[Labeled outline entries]
****************************************

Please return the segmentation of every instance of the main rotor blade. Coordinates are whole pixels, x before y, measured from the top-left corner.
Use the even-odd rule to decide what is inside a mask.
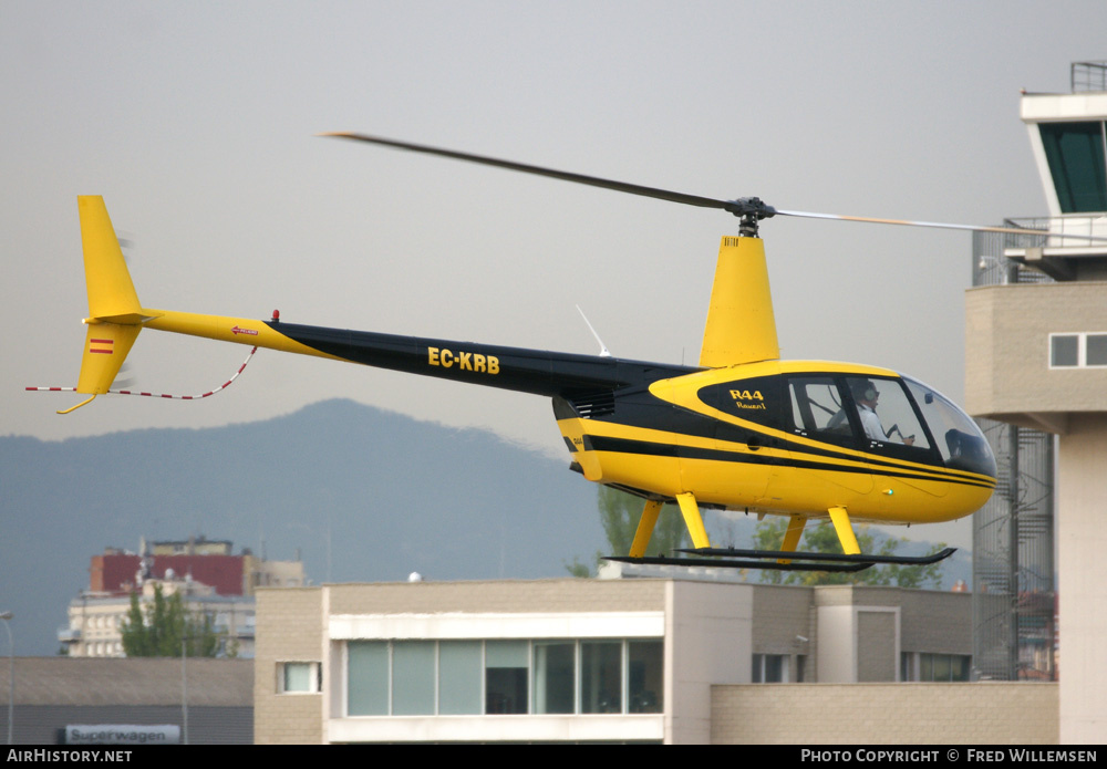
[[[381,144],[386,147],[396,147],[397,149],[410,149],[416,153],[425,153],[427,155],[438,155],[441,157],[449,157],[455,160],[468,160],[469,163],[479,163],[485,166],[496,166],[497,168],[507,168],[508,170],[518,170],[524,174],[537,174],[538,176],[549,176],[555,179],[562,179],[565,181],[575,181],[577,184],[589,185],[591,187],[603,187],[606,189],[613,189],[619,193],[630,193],[631,195],[641,195],[648,198],[658,198],[659,200],[669,200],[671,202],[683,202],[687,206],[700,206],[701,208],[718,208],[722,210],[730,210],[732,205],[731,200],[716,200],[714,198],[704,198],[699,195],[685,195],[684,193],[674,193],[668,189],[658,189],[655,187],[645,187],[642,185],[632,185],[625,181],[614,181],[613,179],[601,179],[597,176],[587,176],[584,174],[571,174],[563,170],[555,170],[554,168],[542,168],[541,166],[531,166],[526,163],[515,163],[513,160],[500,160],[495,157],[485,157],[484,155],[473,155],[472,153],[459,153],[453,149],[442,149],[439,147],[430,147],[423,144],[411,144],[408,142],[396,142],[395,139],[381,138],[380,136],[366,136],[364,134],[351,134],[344,132],[328,132],[324,134],[319,134],[320,136],[334,136],[338,138],[348,138],[355,142],[369,142],[370,144]]]
[[[514,160],[503,160],[495,157],[487,157],[485,155],[474,155],[473,153],[457,152],[455,149],[443,149],[442,147],[432,147],[425,144],[412,144],[411,142],[399,142],[396,139],[383,138],[381,136],[369,136],[366,134],[354,134],[341,131],[327,132],[319,135],[352,139],[354,142],[366,142],[369,144],[379,144],[386,147],[395,147],[396,149],[407,149],[415,153],[424,153],[426,155],[437,155],[439,157],[448,157],[455,160],[467,160],[468,163],[477,163],[485,166],[495,166],[497,168],[517,170],[524,174],[547,176],[554,179],[561,179],[563,181],[573,181],[576,184],[589,185],[590,187],[603,187],[604,189],[613,189],[618,193],[629,193],[631,195],[640,195],[642,197],[655,198],[658,200],[681,202],[686,206],[699,206],[700,208],[715,208],[718,210],[728,211],[738,217],[754,215],[758,219],[765,219],[774,215],[780,215],[780,216],[793,216],[806,219],[832,219],[838,221],[862,221],[876,225],[901,225],[904,227],[927,227],[937,229],[968,230],[970,232],[1002,232],[1006,235],[1035,235],[1049,238],[1066,238],[1066,239],[1077,239],[1085,241],[1107,241],[1107,238],[1096,237],[1090,235],[1064,235],[1059,232],[1049,232],[1047,230],[1025,229],[1020,227],[983,227],[975,225],[950,225],[939,221],[912,221],[909,219],[879,219],[873,217],[861,217],[861,216],[841,216],[837,214],[815,214],[811,211],[788,211],[788,210],[782,210],[779,208],[774,208],[772,206],[766,206],[758,198],[738,198],[735,200],[720,200],[717,198],[705,198],[700,195],[675,193],[670,189],[659,189],[656,187],[646,187],[644,185],[629,184],[627,181],[615,181],[614,179],[603,179],[598,176],[588,176],[586,174],[573,174],[565,170],[556,170],[554,168],[544,168],[542,166],[532,166],[526,163],[516,163]]]
[[[778,216],[795,216],[806,219],[834,219],[837,221],[865,221],[873,225],[902,225],[904,227],[930,227],[945,230],[968,230],[970,232],[1002,232],[1004,235],[1036,235],[1049,238],[1074,238],[1078,240],[1105,240],[1107,238],[1094,235],[1067,235],[1062,232],[1049,232],[1047,230],[1032,230],[1022,227],[984,227],[977,225],[950,225],[942,221],[913,221],[910,219],[877,219],[865,216],[842,216],[838,214],[815,214],[811,211],[787,211],[776,209]]]

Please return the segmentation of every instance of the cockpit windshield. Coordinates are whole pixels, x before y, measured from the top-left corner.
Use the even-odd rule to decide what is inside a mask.
[[[945,466],[995,477],[995,457],[980,427],[945,396],[921,382],[903,377],[930,427]]]

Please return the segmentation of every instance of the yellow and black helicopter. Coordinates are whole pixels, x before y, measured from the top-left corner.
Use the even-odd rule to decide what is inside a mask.
[[[101,197],[77,198],[90,316],[75,387],[112,383],[143,329],[314,355],[552,399],[571,468],[644,500],[625,555],[686,565],[853,571],[930,557],[860,552],[852,522],[927,523],[977,510],[995,487],[995,460],[975,423],[921,382],[878,366],[782,361],[761,220],[844,219],[970,227],[779,210],[757,198],[720,200],[360,134],[327,134],[680,202],[739,218],[724,237],[697,366],[621,360],[148,309],[135,292]],[[245,364],[244,364],[245,365]],[[29,388],[45,389],[45,388]],[[877,411],[879,403],[879,414]],[[661,508],[675,502],[693,548],[645,558]],[[780,551],[713,548],[702,509],[788,517]],[[810,519],[831,521],[841,554],[797,552]]]

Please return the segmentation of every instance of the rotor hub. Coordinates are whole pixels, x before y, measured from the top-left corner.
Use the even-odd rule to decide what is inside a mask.
[[[776,209],[761,198],[737,198],[727,200],[725,210],[738,217],[738,235],[744,238],[757,237],[757,222],[776,216]]]

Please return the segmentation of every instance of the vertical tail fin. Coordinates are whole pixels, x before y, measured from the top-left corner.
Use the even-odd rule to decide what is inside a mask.
[[[758,238],[725,237],[718,248],[700,365],[720,368],[779,357],[765,246]]]
[[[120,373],[145,316],[104,199],[83,195],[76,200],[89,291],[89,318],[84,321],[89,332],[76,392],[100,395]]]

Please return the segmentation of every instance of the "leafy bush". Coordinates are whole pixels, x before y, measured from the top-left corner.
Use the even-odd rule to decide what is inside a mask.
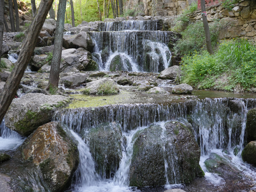
[[[217,44],[220,25],[220,22],[217,21],[209,25],[211,41],[213,48]],[[195,50],[199,51],[202,47],[206,47],[205,34],[202,22],[199,21],[191,23],[181,34],[182,39],[179,40],[174,48],[177,52],[187,55]]]
[[[112,95],[117,94],[119,90],[117,86],[113,82],[108,81],[99,85],[97,94]]]
[[[195,51],[182,58],[180,81],[199,89],[243,91],[256,87],[256,46],[224,41],[214,55]]]

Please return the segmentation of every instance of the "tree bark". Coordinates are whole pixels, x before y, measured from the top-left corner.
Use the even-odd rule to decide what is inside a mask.
[[[18,4],[17,0],[13,0],[14,9],[15,9],[15,17],[16,19],[16,31],[20,31],[20,19],[19,18],[19,11],[18,11]]]
[[[15,25],[14,24],[14,17],[12,10],[12,0],[9,0],[9,12],[10,13],[10,20],[11,20],[11,27],[12,32],[15,32]]]
[[[4,11],[4,0],[0,0],[0,62],[2,55],[2,47],[3,47],[3,25],[5,19],[3,12]],[[0,121],[1,122],[2,121]]]
[[[6,22],[6,20],[5,19],[5,17],[4,17],[4,16],[3,17],[3,22],[4,22],[4,25],[6,27],[6,32],[9,33],[9,32],[10,32],[10,30],[9,30],[9,27],[8,27],[8,25],[7,25],[7,23]]]
[[[201,0],[201,9],[202,13],[206,11],[205,0]],[[212,55],[213,54],[213,50],[212,50],[212,44],[211,43],[211,35],[210,35],[209,26],[207,21],[206,13],[203,13],[202,17],[203,17],[203,23],[204,23],[204,32],[205,33],[205,41],[206,42],[207,50],[209,54]]]
[[[120,11],[120,15],[123,14],[123,8],[122,8],[122,0],[118,0],[119,3],[119,11]]]
[[[51,8],[49,11],[49,14],[50,15],[50,18],[55,20],[55,13],[54,12],[53,8],[52,8],[52,6],[51,6]]]
[[[99,9],[99,0],[97,0],[97,5],[98,6],[98,10],[99,10],[99,15],[100,20],[102,20],[101,17],[101,13],[100,13],[100,9]]]
[[[55,31],[54,47],[52,52],[48,88],[51,87],[58,88],[58,84],[66,4],[67,0],[60,0],[57,15],[57,25]]]
[[[31,0],[31,8],[32,8],[32,15],[33,17],[35,17],[36,13],[36,6],[35,6],[35,0]]]
[[[72,26],[75,27],[75,14],[74,13],[74,7],[73,6],[73,0],[70,0],[70,5],[71,6],[71,15],[72,17]],[[66,9],[66,7],[65,7]]]
[[[41,0],[38,12],[28,29],[26,37],[23,41],[23,44],[20,49],[16,64],[10,74],[0,95],[0,122],[3,120],[18,89],[24,72],[34,52],[36,44],[36,41],[35,40],[37,39],[38,37],[52,1],[53,0]],[[3,6],[0,7],[3,7]]]

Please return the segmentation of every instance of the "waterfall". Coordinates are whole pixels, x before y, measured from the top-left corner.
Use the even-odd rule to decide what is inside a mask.
[[[166,45],[173,33],[157,31],[157,22],[99,23],[101,31],[90,34],[95,44],[93,59],[100,70],[158,73],[168,67],[172,55]]]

****************************************

> _What the exercise asks_
Gather each line of the material above that contains the word "every". Case counts.

> _Exercise solution_
Please return the segmentation of every instance of the main rotor blade. Coordinates are whole pixels, x before y, measured from the top-left corner.
Please return the segmentation of every instance of the cockpit windshield. Coordinates are whole pixels, x before y, measured from the top-left corner.
Please return the segmentation of every instance of the yellow and black helicopter. Coordinates are whole pixels, x before y, measured from the top-left corner.
Please return the segmentation of every instance of the rotor hub. Coordinates are whole pixels, x before y, measured from the top-left corner.
Please return the segmentation of every instance of the vertical tail fin. Coordinates are whole pixels, x before y, measured from the top-left corner.
Please return the segmentation of every instance of the "leafy bush". Coordinates are whole pixels, x before y, measured from the top-left corner.
Please return the segmentation of every instance of the "tree bark". Coordinates are whole pixels, x before y, measured from the top-left corner.
Please return the segmentation of every instance of the "waterfall". Coordinates are whole pixels, x before y, measured from the top-left corner.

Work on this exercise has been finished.